Extract exactly and only the lines of the data below, starting at the line with "Each instance of the cloud" and stopping after the final line.

------------------------------------

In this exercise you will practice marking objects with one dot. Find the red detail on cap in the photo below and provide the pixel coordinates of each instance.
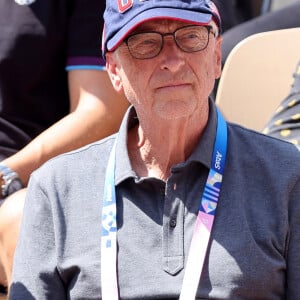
(124, 5)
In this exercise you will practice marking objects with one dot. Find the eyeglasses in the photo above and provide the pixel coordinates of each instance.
(189, 39)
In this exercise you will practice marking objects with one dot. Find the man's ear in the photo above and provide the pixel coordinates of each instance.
(218, 57)
(113, 71)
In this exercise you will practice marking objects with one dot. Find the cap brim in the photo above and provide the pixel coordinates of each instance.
(158, 13)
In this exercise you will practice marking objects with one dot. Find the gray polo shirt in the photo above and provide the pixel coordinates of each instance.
(255, 242)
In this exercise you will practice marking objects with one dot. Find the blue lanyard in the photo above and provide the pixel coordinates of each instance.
(202, 231)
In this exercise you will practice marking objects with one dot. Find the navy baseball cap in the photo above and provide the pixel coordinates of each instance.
(123, 16)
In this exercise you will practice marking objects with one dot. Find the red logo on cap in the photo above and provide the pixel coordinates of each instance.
(124, 5)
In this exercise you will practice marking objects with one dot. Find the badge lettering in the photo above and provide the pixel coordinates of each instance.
(218, 160)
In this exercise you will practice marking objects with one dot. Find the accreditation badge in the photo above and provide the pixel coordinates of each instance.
(24, 2)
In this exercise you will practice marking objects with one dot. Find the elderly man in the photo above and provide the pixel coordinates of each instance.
(178, 204)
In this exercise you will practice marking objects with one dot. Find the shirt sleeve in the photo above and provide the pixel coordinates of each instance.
(35, 275)
(285, 122)
(293, 249)
(84, 35)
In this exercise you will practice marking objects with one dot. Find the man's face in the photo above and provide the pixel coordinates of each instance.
(174, 83)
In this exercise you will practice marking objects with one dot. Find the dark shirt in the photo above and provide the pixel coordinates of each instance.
(37, 42)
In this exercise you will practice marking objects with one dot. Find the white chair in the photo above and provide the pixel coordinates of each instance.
(257, 76)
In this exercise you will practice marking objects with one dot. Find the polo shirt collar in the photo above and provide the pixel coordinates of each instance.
(201, 154)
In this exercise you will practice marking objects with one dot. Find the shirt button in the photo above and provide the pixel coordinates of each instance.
(173, 223)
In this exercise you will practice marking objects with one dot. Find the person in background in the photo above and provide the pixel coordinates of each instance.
(179, 203)
(46, 110)
(284, 123)
(235, 12)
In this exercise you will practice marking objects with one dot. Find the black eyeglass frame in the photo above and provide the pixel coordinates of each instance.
(173, 34)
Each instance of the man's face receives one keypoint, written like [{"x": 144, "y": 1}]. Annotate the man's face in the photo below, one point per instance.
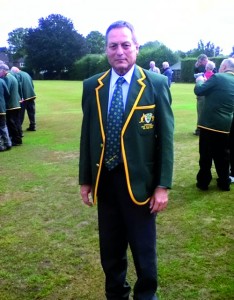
[{"x": 121, "y": 51}]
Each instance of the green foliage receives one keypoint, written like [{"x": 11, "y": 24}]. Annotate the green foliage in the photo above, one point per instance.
[
  {"x": 49, "y": 240},
  {"x": 16, "y": 41},
  {"x": 159, "y": 54},
  {"x": 95, "y": 42},
  {"x": 54, "y": 46}
]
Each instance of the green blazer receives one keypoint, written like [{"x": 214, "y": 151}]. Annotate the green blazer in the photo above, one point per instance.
[{"x": 146, "y": 137}]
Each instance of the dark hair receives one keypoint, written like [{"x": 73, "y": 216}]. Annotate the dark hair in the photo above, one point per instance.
[{"x": 120, "y": 24}]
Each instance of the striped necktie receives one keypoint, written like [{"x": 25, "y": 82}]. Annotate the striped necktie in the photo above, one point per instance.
[{"x": 114, "y": 127}]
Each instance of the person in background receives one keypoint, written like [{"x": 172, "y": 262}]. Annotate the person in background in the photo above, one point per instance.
[
  {"x": 231, "y": 144},
  {"x": 215, "y": 124},
  {"x": 209, "y": 69},
  {"x": 167, "y": 71},
  {"x": 28, "y": 96},
  {"x": 5, "y": 141},
  {"x": 12, "y": 106},
  {"x": 200, "y": 67},
  {"x": 153, "y": 67},
  {"x": 129, "y": 177}
]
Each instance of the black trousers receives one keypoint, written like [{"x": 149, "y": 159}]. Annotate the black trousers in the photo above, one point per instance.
[
  {"x": 213, "y": 146},
  {"x": 14, "y": 126},
  {"x": 121, "y": 224},
  {"x": 29, "y": 106},
  {"x": 231, "y": 140}
]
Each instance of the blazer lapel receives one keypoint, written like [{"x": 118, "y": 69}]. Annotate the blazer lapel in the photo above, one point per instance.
[
  {"x": 102, "y": 96},
  {"x": 136, "y": 90}
]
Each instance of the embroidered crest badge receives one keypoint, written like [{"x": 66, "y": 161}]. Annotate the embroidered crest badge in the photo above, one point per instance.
[{"x": 147, "y": 121}]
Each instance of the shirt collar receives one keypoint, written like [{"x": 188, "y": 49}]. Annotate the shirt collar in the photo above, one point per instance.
[{"x": 127, "y": 76}]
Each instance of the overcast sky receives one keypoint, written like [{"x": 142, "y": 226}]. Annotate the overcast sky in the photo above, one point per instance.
[{"x": 179, "y": 24}]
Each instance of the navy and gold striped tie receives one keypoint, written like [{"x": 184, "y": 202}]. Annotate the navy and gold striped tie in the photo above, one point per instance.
[{"x": 114, "y": 127}]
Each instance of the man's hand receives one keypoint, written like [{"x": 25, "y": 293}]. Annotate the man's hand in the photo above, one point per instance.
[
  {"x": 85, "y": 192},
  {"x": 159, "y": 200}
]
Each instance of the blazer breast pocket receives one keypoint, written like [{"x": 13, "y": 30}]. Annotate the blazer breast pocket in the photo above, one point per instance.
[{"x": 144, "y": 119}]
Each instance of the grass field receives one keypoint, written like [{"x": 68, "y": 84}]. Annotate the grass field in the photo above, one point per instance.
[{"x": 49, "y": 239}]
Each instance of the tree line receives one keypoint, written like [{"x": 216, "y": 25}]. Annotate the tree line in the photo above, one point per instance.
[{"x": 55, "y": 49}]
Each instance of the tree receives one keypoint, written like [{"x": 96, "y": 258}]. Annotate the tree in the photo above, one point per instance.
[
  {"x": 95, "y": 42},
  {"x": 158, "y": 52},
  {"x": 54, "y": 46},
  {"x": 16, "y": 41}
]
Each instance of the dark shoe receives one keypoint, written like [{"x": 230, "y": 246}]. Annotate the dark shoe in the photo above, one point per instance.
[
  {"x": 202, "y": 187},
  {"x": 31, "y": 129},
  {"x": 224, "y": 185},
  {"x": 16, "y": 144},
  {"x": 225, "y": 188}
]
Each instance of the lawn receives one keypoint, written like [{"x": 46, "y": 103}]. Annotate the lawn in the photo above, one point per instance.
[{"x": 49, "y": 240}]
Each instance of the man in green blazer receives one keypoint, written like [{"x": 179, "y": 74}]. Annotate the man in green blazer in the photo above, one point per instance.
[
  {"x": 215, "y": 124},
  {"x": 129, "y": 195},
  {"x": 28, "y": 96}
]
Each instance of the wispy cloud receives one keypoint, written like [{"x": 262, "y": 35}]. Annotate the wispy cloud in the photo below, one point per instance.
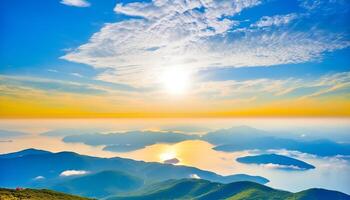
[
  {"x": 276, "y": 20},
  {"x": 73, "y": 172},
  {"x": 196, "y": 35},
  {"x": 76, "y": 3}
]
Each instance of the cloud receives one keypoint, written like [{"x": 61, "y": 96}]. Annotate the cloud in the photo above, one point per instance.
[
  {"x": 38, "y": 178},
  {"x": 276, "y": 20},
  {"x": 195, "y": 176},
  {"x": 77, "y": 75},
  {"x": 73, "y": 173},
  {"x": 128, "y": 141},
  {"x": 76, "y": 3},
  {"x": 277, "y": 166},
  {"x": 10, "y": 134},
  {"x": 195, "y": 35}
]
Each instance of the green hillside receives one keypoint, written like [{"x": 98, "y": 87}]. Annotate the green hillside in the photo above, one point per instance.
[
  {"x": 30, "y": 194},
  {"x": 100, "y": 184},
  {"x": 195, "y": 189}
]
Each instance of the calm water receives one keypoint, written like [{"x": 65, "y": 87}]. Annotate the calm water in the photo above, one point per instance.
[{"x": 331, "y": 172}]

------------------------------------

SOLUTION TO THE PROBLEM:
Each instance of the cloud receives one keypoint, written like [{"x": 61, "y": 96}]. Annotate the cloud in the photo above, one point per instance.
[
  {"x": 38, "y": 178},
  {"x": 276, "y": 20},
  {"x": 195, "y": 176},
  {"x": 77, "y": 75},
  {"x": 73, "y": 173},
  {"x": 128, "y": 141},
  {"x": 76, "y": 3},
  {"x": 277, "y": 166},
  {"x": 10, "y": 134},
  {"x": 195, "y": 35}
]
Each instance of the green hillside receives one keypoint, written like [{"x": 98, "y": 87}]. Annotate the green hillside in the photo above, one point per instance.
[
  {"x": 30, "y": 194},
  {"x": 100, "y": 184},
  {"x": 195, "y": 189}
]
Each instance of the calm water receives one keypoint, written like [{"x": 65, "y": 87}]. Annotate the calm water in the photo above, one point per instance.
[{"x": 331, "y": 172}]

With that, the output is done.